● **FRAGMENTO DEL DOCUMENTO**
• • •

Jose Romero
Uno de los rasgos más persistentes de la política mexicana es el temor
estructural de sus funcionarios a contradecir, incomodar o incluso
malinterpretar la voluntad de Estados Unidos. No es un miedo irracional
ni una cobardía individual, sino una conducta aprendida y normalizada.
Nace de la historia, se refuerza con la dependencia económica y se
reproduce en una élite formada bajo la lógica del poder dominante. Lo
que se dice, se calla o se decide frecuentemente se filtra según lo que
Washington puede tolerar.
La raíz es profunda. Tras la guerra de 1846-1848, México perdió más de
la mitad de su territorio y quedó marcado por una relación desigual con
su vecino del norte. En el siglo XX, esa subordinación se expresó desde
la ocupación de Veracruz en 1914 hasta las presiones tras la
expropiación petrolera de 1938. En los 80, la crisis de la deuda colocó
al país bajo la tutela del Tesoro estadunidense, el FMI y el Banco
Mundial. Fue el inicio de un condicionamiento sofisticado pero
limitante.

• • •

● **INFORMACIÓN PROPORCIONADA**
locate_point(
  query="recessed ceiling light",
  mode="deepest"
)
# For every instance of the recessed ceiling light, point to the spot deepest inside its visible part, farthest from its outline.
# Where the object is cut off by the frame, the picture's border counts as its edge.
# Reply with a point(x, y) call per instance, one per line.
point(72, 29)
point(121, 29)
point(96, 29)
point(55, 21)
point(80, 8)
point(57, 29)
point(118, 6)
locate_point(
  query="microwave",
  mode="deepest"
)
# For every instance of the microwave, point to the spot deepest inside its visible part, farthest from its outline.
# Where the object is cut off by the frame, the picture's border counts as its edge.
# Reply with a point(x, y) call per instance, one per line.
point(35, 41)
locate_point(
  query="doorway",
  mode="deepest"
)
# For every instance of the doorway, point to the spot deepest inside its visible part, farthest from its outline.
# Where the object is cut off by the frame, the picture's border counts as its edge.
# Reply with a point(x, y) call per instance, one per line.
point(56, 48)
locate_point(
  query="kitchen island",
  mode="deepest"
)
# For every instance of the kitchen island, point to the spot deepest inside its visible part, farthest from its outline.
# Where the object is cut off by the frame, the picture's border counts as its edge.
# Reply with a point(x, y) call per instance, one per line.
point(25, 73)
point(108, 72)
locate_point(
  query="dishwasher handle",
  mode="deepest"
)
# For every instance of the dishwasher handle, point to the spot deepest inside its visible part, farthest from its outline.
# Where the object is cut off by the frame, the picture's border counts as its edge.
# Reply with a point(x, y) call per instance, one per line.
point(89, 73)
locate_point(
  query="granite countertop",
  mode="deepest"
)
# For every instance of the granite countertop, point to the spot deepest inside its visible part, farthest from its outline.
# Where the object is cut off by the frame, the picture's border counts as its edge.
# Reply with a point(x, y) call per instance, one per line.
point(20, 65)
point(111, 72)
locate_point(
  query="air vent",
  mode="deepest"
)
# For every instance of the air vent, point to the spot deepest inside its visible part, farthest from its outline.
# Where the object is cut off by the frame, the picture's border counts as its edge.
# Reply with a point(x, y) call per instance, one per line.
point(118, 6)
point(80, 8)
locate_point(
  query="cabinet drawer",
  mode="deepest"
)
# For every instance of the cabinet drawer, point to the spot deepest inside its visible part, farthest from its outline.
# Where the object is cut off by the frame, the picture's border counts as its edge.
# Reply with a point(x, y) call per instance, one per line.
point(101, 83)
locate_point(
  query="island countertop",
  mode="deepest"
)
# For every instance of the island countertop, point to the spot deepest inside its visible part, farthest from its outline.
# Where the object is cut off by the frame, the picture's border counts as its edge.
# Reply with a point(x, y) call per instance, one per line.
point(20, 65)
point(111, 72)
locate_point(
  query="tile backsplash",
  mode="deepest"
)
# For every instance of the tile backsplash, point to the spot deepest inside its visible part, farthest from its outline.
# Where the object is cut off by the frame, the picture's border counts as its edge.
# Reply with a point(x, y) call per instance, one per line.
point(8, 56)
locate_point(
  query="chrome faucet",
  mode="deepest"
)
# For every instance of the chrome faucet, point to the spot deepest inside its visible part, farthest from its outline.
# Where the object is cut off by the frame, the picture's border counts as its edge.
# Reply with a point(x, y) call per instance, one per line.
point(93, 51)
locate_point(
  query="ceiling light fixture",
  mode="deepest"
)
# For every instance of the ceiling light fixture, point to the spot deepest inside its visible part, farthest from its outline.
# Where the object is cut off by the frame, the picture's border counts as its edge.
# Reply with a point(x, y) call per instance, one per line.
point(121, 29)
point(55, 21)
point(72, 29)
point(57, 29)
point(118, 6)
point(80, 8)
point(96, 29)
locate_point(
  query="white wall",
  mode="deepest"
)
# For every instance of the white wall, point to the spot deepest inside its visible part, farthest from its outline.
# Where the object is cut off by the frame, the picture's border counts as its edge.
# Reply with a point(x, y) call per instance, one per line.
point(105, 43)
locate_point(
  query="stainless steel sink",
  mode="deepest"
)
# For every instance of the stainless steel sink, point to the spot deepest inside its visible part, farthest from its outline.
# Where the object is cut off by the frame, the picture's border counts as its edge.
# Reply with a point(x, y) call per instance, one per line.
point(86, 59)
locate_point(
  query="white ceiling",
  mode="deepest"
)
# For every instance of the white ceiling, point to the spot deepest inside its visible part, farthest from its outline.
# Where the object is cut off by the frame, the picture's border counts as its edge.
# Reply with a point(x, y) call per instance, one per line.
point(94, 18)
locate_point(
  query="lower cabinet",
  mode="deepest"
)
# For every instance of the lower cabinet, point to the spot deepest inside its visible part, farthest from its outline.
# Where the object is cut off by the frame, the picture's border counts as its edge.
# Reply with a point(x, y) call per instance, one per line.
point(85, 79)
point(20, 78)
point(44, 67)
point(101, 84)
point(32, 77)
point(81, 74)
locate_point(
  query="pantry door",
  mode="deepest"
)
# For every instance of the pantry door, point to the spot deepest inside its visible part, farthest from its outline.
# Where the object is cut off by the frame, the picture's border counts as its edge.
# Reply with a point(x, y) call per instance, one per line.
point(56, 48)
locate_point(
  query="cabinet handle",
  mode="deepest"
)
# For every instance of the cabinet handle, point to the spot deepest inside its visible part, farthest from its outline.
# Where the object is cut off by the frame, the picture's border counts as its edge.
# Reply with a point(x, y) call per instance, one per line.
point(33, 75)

• • •

● **EJERCICIO ESCRITO 1**
Según el fragmento del documento, ¿cuánto territorio perdió México tras la guerra de 1846-1848?
● **EJERCICIO ESCRITO 2**
¿Puedes convertir en una lista breve el párrafo del fragmento del documento que empieza con "La raíz es profunda", conservando sus datos principales?
● **EJERCICIO ESCRITO 3**
Devuelve tal cual la parte del fragmento del documento que comienza con las palabras que contienen "Jose Romero" y termina con "aprendida y normalizada.".

● **RESULTADO OBTENIDO 1**
Más de la mitad de su territorio.

● **RESULTADO OBTENIDO 2**
- Tras la guerra de 1846-1848, México perdió más de la mitad de su territorio y quedó marcado por una relación desigual con su vecino del norte.
- En el siglo XX, esa subordinación se expresó desde la ocupación de Veracruz en 1914 hasta las presiones tras la expropiación petrolera de 1938.
- En los 80, la crisis de la deuda colocó al país bajo la tutela del Tesoro estadunidense, el FMI y el Banco Mundial.
- Ese fue el inicio de un condicionamiento sofisticado pero limitante.

● **RESULTADO OBTENIDO 3**
Jose Romero
Uno de los rasgos más persistentes de la política mexicana es el temor
estructural de sus funcionarios a contradecir, incomodar o incluso
malinterpretar la voluntad de Estados Unidos. No es un miedo irracional
ni una cobardía individual, sino una conducta aprendida y normalizada.